## What is expected
What is needed is every line of the data that includes the word "hand". Please copy each one.

** Opening Provided data block **

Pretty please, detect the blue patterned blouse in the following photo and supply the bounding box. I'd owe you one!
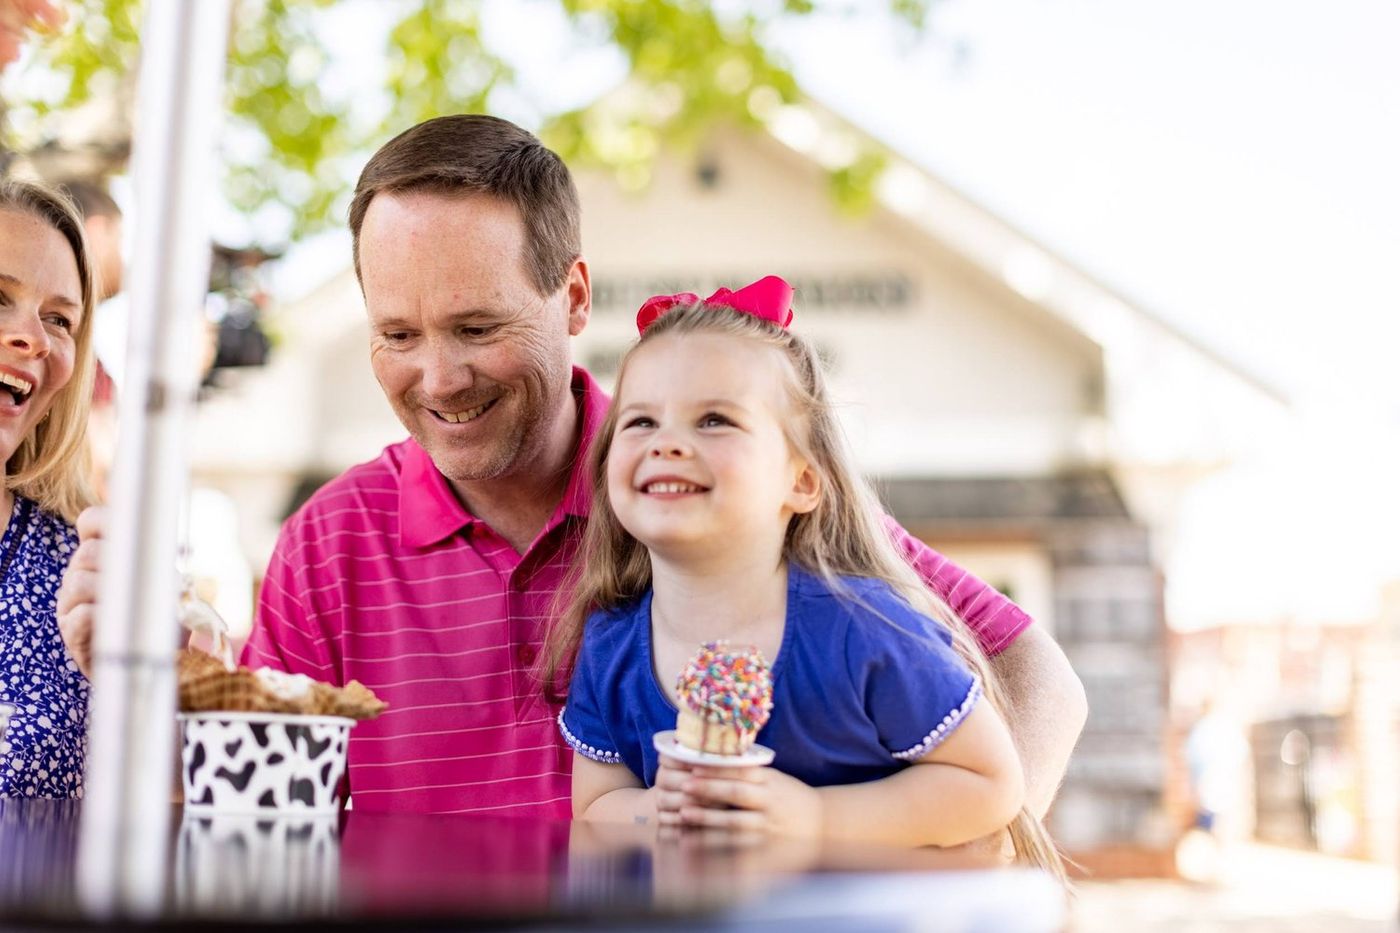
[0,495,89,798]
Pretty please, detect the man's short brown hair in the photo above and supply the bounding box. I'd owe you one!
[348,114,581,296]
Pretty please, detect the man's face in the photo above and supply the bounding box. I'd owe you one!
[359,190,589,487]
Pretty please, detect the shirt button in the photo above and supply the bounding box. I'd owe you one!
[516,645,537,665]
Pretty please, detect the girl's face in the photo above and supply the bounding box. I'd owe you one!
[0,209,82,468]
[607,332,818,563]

** Closing Provided data block **
** Opening Provided data block **

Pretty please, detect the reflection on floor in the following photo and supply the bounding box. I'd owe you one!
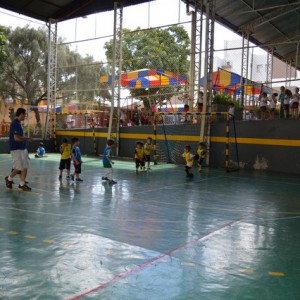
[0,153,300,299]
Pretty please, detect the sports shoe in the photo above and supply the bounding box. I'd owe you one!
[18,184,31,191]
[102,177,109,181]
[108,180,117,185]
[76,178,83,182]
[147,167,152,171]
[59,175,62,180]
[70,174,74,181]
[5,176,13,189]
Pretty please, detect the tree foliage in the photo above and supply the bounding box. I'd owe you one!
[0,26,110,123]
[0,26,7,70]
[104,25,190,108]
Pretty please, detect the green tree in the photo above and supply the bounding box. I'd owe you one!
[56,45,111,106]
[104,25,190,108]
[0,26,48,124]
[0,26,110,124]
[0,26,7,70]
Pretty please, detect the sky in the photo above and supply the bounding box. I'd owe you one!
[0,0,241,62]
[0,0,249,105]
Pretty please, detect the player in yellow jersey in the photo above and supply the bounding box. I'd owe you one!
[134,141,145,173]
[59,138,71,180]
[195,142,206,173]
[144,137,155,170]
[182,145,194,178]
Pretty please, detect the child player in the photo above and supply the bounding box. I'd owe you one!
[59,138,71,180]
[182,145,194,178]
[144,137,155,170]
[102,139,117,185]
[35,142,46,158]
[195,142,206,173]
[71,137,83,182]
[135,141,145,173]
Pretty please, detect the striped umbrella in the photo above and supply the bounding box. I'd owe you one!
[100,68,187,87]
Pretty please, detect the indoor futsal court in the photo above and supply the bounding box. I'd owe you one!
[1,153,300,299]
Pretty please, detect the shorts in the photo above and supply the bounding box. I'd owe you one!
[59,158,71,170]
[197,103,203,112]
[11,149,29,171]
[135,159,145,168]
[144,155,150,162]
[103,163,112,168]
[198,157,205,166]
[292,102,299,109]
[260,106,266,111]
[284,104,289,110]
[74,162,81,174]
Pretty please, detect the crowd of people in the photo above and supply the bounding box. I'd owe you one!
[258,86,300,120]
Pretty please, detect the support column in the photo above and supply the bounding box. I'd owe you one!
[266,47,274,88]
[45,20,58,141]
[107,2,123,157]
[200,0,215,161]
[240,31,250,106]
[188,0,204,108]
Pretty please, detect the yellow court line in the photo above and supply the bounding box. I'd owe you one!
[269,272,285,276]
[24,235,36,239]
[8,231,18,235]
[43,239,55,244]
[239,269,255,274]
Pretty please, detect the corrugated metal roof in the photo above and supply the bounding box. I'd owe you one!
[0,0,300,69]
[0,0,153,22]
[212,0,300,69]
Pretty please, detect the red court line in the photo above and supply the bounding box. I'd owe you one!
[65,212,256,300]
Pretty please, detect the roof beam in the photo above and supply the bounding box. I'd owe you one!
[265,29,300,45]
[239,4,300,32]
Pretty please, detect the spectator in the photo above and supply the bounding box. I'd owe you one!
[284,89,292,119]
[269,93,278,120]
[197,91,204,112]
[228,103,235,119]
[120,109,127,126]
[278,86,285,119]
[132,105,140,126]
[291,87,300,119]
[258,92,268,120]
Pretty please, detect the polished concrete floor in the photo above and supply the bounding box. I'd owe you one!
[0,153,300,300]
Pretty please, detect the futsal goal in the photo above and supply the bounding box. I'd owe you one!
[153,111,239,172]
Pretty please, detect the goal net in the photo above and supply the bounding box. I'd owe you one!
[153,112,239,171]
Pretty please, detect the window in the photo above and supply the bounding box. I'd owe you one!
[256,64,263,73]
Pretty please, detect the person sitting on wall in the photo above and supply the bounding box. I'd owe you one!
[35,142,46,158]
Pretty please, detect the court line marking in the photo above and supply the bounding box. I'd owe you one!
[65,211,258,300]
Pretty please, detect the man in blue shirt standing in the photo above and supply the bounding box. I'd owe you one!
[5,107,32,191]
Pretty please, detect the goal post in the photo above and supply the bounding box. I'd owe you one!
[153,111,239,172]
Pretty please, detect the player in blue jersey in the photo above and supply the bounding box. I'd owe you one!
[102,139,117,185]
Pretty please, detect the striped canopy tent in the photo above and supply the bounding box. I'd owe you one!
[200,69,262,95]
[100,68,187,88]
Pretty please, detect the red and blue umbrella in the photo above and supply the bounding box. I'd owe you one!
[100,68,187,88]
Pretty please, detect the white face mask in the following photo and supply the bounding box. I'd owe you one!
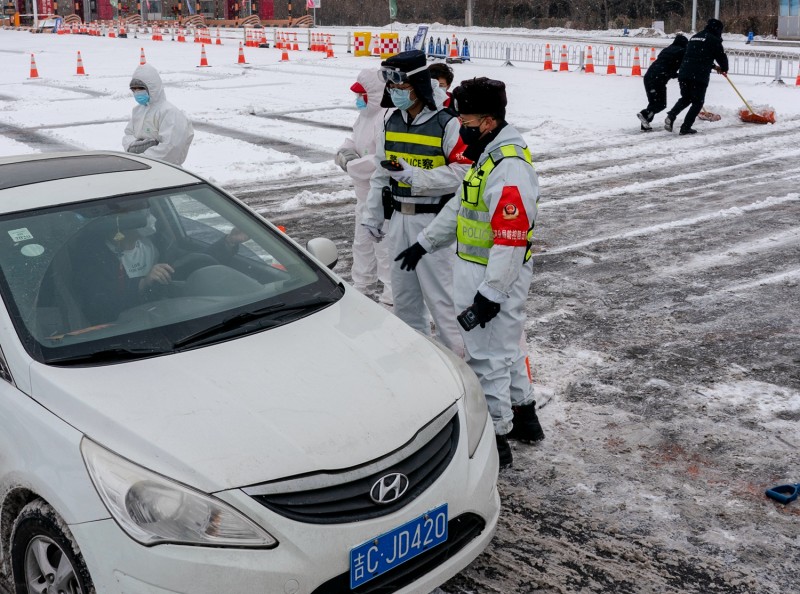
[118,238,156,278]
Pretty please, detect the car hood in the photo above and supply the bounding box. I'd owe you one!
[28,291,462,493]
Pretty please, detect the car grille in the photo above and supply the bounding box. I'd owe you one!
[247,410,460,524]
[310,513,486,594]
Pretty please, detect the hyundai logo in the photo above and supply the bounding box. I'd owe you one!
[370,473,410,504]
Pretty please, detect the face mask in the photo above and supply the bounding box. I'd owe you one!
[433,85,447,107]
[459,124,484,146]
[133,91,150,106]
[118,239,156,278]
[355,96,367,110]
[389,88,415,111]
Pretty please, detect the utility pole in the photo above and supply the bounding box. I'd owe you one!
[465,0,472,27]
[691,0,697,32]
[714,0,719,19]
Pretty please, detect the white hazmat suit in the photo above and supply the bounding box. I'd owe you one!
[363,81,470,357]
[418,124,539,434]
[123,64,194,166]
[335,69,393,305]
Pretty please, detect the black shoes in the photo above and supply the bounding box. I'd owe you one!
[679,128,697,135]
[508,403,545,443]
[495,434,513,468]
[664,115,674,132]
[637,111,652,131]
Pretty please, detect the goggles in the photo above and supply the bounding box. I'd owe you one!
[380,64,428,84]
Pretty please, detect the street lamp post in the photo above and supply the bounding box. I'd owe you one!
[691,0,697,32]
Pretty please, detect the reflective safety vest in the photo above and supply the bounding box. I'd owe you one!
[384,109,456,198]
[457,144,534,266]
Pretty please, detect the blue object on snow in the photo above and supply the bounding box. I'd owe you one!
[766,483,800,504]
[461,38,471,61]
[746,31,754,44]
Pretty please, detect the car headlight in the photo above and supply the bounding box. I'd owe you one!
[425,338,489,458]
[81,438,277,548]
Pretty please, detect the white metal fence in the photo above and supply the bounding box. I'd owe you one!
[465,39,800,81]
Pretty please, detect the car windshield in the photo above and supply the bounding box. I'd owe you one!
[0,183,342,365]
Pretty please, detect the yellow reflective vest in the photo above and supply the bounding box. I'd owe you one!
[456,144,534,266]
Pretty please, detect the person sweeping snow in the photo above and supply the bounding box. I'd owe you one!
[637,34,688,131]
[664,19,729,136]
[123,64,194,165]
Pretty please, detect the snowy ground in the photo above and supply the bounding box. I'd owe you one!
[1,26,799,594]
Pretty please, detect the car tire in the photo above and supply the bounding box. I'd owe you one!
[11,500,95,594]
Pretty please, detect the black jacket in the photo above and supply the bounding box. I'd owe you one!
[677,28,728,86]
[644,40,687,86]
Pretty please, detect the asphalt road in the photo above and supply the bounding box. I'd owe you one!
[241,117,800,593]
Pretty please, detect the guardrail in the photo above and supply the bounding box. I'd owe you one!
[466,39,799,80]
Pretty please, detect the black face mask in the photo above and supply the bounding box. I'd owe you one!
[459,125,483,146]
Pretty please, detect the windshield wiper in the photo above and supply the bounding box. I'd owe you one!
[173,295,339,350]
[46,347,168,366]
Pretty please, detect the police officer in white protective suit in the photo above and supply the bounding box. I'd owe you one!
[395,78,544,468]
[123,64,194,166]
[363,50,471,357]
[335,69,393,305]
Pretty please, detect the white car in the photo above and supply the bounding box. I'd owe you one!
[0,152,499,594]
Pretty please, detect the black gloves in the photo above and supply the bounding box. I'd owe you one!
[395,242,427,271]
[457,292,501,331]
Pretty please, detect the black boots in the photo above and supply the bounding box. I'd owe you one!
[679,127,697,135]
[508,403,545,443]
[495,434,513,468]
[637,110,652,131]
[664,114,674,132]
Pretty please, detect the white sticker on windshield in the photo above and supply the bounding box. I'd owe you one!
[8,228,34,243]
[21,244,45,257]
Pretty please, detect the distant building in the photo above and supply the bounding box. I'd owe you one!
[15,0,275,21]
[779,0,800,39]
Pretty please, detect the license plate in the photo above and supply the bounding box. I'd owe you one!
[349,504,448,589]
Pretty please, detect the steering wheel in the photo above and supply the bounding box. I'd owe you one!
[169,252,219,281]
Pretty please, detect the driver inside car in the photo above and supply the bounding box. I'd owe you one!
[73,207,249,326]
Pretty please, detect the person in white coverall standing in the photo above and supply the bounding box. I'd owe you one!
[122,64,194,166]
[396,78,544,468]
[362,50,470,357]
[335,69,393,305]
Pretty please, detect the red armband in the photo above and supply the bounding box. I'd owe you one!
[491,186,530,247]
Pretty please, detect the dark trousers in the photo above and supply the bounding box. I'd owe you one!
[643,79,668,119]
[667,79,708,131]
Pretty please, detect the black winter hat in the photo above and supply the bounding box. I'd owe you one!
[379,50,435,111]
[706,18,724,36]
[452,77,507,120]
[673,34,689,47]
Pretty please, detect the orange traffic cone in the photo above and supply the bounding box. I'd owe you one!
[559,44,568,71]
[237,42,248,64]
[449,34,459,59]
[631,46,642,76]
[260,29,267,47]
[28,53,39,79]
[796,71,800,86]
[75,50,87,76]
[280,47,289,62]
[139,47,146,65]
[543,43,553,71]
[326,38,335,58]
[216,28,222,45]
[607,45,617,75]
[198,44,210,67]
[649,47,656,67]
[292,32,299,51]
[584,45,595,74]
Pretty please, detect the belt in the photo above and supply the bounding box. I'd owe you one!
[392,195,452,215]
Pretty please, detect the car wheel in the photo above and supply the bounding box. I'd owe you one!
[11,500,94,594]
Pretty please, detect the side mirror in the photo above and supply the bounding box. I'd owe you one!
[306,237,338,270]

** Closing Provided data block **
** Opening Provided data block **

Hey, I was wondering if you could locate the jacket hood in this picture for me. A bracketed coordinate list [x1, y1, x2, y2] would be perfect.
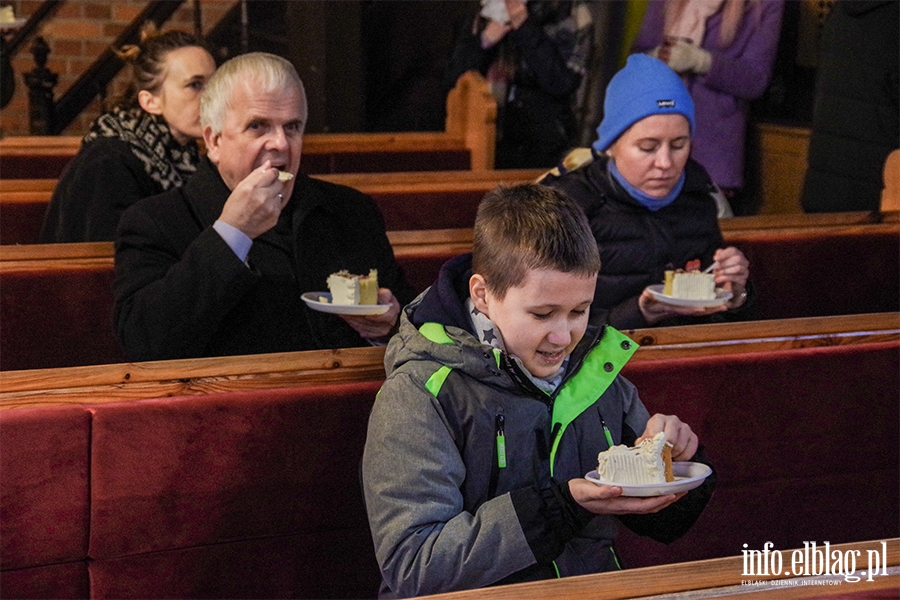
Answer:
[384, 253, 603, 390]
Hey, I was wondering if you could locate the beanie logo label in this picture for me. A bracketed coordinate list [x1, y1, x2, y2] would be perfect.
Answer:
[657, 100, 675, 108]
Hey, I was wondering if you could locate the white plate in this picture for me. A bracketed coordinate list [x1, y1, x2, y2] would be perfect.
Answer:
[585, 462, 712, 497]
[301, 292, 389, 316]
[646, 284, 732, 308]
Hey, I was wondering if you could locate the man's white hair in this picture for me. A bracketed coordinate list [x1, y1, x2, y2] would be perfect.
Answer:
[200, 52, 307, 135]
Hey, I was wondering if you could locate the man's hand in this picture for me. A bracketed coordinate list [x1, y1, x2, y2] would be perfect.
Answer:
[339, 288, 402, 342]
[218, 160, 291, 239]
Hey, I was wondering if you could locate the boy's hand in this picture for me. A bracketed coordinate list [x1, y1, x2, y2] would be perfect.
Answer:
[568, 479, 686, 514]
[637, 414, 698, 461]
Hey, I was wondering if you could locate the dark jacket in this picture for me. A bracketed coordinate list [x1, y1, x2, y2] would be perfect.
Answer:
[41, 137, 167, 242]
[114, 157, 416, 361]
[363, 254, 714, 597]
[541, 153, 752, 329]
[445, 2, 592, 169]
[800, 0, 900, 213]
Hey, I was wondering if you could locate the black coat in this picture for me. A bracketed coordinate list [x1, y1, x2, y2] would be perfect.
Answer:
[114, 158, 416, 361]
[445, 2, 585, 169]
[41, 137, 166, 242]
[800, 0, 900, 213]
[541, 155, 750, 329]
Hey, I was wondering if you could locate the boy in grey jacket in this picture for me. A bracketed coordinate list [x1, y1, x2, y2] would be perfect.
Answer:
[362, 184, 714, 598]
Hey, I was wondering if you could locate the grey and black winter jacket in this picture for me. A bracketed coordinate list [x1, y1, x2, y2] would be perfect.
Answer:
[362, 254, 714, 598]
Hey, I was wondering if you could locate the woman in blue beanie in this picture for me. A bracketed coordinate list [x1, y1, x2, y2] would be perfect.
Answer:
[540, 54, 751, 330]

** Closing Provided data block **

## Response to this exercise
Hey, I was wondering if you could locate the man's hand in this picture for me. A bracketed coordinate list [x1, y1, x2, y2] would be perfect.
Hey, I was wondering if you could locate the boy's hand in this picture for me. A bracketed coordinate list [x1, y1, x2, y2] would be perfect.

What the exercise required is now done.